• [GIVEN TEXT]:
(begin)
Following is an excerpt from my NaNoWriMo novel-in-progress.  Maggie Reynolds, one of the three cousins in The Widows’ Club Book Four (I know, fancy title) is a knitter, like moi.  I’m having her take credit for my knitting so I can take credit for the word count in this post.


Maggie draped the knitted shawl over the dressmaker form.  She wanted to take a few pictures of the shawl for her photo album.  She was trying to keep a log of her knitting, a portfolio of sorts although she had no intention of marketing her skill.  It just seemed like a smart thing to do since she was the proprietor of a knitting shop.  Edna Ridgeway, who had left the shop to Maggie in her will, had spent 30 years growing her business from a tight corner in the local hardware store to its current location in the middle of main street, its storefront nestled between a coffeehouse and a bookstore.  Somehow, Maggie thought, she needed to always be able to prove that she was worthy of Yarns2Dye4.

Of course, she also needed to take pictures because she never knew if she would keep anything she had made.  In years past, she often gave away her knitting, usually without thinking too much about it, and then regretted not having a way to remember what it was she had cast off.  Some of what she knitted went to her cousins or friends in town, but she also donated quite a bit.  She loved making baby blankets and little sweaters and dresses, and of course she didn’t keep any of those since she didn’t have any children of her own.
(end)
• [GIVEN PROBLEM A]: Reproduce the knitting excerpt word for word, everything from "Of course, she" down to "of her own.".

• [RECORDS TO PROCESS]:
(begin)
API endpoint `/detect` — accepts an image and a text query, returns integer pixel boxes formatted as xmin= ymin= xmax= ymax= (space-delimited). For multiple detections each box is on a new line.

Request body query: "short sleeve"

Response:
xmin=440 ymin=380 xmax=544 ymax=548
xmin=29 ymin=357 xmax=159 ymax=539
(end)
• [GIVEN PROBLEM B]: Write out the entries above again, replacing each "query" with "prompt" and leaving all else as it stands.

• [WRITTEN SOLUTION A]:
Of course, she also needed to take pictures because she never knew if she would keep anything she had made.  In years past, she often gave away her knitting, usually without thinking too much about it, and then regretted not having a way to remember what it was she had cast off.  Some of what she knitted went to her cousins or friends in town, but she also donated quite a bit.  She loved making baby blankets and little sweaters and dresses, and of course she didn’t keep any of those since she didn’t have any children of her own.

• [WRITTEN SOLUTION B]:
API endpoint `/detect` — accepts an image and a text prompt, returns integer pixel boxes formatted as xmin= ymin= xmax= ymax= (space-delimited). For multiple detections each box is on a new line.

Request body prompt: "short sleeve"

Response:
xmin=440 ymin=380 xmax=544 ymax=548
xmin=29 ymin=357 xmax=159 ymax=539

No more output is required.